# [WRITTEN REQUEST 1]
Print the stretch of the countertop gap thread from "Any comments appreciated." through "be light enough.".
# [WRITTEN REQUEST 2]
Answer these questions about the countertop gap thread:
(a) About how wide are the two missing strips of tile?
(b) What brand are the countertops?
(c) What has been placed against the space to keep water out of the gap?
* Begin TEXT SHOWN *
On Oct 20, 5:15 pm, "O" wrote:
"Dee Dee" wrote in message

oups.com...





On Oct 20, 4:21 pm, "Edwin Pawlowski" wrote:
"Dee Dee" wrote in message
Two strips of tile (about 3/8") are missing near the corner where an
appliance garage was removed, so that is a problem as well.
http://i22.tinypic.com/6hsrja.jpg


But we can't get any advise on what product or technique to fill the
space between the Cambria countertops and the tile if we do not want
to replace all the tile.


Any comments appreciated.


How about a photo without all the stuff on the counter? That would help
get
a better idea what you are talking about. Meantime, I'd consider some
soft
of decorative trim or cove to cover the gap.


http://i24.tinypic.com/jgk1ds.jpg
Here is a picture of where the tiles meet the countertop. It may not
be light enough.


I'm not sure what you mean by "...some soft of decorative trim or
cove..."


I do have some towels up against the space now just to make sure that
no water seeps into the gap.


Thanks for your reply.
* End TEXT SHOWN *
* Begin RECORDS SUPPLIED *
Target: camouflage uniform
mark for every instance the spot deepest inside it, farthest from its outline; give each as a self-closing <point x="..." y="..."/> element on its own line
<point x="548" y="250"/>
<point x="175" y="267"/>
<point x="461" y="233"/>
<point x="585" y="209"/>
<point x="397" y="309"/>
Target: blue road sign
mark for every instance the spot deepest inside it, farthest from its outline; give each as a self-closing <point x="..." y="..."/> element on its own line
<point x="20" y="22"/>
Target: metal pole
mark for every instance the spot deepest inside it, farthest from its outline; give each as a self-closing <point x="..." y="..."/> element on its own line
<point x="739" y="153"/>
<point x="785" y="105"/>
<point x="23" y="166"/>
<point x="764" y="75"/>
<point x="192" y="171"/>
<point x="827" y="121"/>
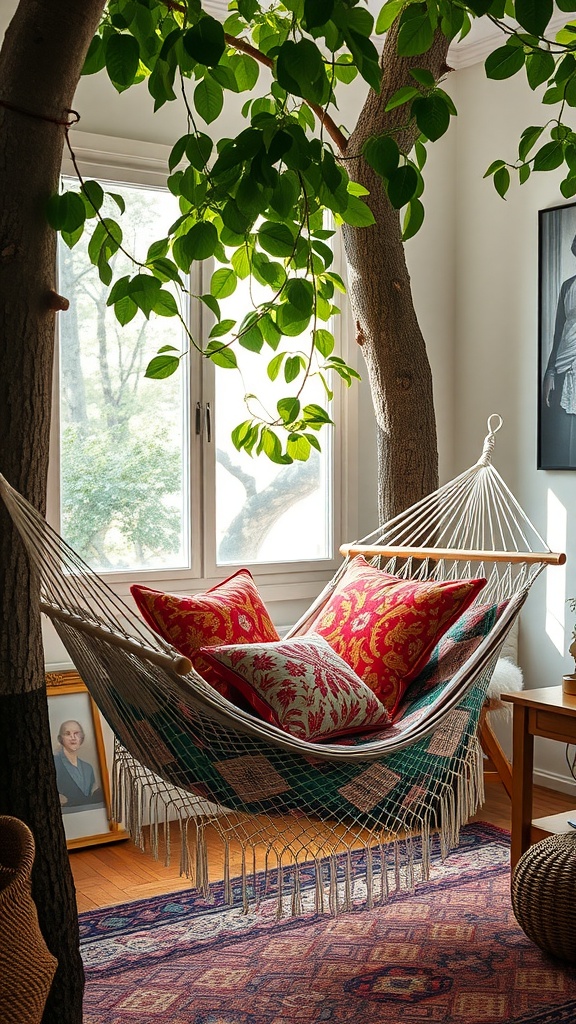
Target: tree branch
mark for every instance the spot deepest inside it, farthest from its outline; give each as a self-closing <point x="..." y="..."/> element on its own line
<point x="248" y="482"/>
<point x="238" y="43"/>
* End RECORDS SUPPLIED *
# [COMPLETE RESPONSE 1]
Any comments appreciated.


How about a photo without all the stuff on the counter? That would help
get
a better idea what you are talking about. Meantime, I'd consider some
soft
of decorative trim or cove to cover the gap.


http://i24.tinypic.com/jgk1ds.jpg
Here is a picture of where the tiles meet the countertop. It may not
be light enough.

# [COMPLETE RESPONSE 2]
(a) About 3/8".
(b) Cambria.
(c) Some towels.